_Directions_
Of all the lines in these entries, count those that contain "dark" and give only the total.

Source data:
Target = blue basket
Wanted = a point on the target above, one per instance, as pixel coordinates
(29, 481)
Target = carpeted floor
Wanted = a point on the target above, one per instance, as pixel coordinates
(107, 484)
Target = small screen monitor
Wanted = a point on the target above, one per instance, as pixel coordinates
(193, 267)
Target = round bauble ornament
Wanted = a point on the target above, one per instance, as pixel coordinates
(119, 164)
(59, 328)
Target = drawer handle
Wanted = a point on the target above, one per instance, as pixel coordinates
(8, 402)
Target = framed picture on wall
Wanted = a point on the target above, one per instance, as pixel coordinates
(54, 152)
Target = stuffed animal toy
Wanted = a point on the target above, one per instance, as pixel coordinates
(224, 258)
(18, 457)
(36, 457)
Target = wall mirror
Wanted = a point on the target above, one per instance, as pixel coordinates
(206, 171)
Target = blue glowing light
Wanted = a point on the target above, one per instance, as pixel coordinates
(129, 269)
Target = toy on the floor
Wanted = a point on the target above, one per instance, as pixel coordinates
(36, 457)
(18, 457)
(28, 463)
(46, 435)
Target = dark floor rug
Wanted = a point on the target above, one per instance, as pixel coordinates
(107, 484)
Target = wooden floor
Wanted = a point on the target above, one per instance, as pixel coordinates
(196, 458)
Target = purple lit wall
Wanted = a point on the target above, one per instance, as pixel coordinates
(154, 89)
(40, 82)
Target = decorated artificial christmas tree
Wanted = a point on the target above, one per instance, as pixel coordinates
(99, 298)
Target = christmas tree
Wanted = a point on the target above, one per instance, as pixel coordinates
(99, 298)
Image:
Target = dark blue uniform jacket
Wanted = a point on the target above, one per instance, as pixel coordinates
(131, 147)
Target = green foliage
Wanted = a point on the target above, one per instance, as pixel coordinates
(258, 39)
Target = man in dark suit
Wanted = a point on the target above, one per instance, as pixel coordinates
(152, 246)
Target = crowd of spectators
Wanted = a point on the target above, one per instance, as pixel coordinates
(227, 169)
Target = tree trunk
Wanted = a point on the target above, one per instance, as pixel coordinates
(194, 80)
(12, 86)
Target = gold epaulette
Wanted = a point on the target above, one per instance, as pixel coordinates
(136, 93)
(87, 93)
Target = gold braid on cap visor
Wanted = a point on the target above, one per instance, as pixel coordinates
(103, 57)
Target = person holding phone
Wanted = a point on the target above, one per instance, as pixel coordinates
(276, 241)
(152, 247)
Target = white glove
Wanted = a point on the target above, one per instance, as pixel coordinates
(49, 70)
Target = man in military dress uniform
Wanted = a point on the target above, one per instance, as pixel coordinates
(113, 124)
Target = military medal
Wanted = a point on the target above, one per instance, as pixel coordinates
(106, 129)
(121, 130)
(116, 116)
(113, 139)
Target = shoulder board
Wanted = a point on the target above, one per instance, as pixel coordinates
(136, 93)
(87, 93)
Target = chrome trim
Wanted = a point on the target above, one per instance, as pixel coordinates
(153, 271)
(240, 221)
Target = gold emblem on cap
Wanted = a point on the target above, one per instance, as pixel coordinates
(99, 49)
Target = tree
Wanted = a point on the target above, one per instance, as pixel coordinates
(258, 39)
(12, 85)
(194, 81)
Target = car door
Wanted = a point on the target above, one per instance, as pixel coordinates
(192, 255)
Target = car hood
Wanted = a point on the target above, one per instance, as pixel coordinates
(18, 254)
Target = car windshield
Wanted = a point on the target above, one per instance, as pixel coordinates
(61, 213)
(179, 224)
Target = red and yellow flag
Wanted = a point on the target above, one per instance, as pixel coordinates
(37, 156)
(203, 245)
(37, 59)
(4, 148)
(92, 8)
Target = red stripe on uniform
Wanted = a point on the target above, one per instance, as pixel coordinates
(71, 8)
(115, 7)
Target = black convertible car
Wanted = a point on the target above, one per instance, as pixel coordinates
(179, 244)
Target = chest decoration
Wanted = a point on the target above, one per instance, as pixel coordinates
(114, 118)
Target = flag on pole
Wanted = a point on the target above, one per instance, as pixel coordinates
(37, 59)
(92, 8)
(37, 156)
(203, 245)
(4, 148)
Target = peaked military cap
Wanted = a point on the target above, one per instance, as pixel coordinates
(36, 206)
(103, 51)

_Written answer_
3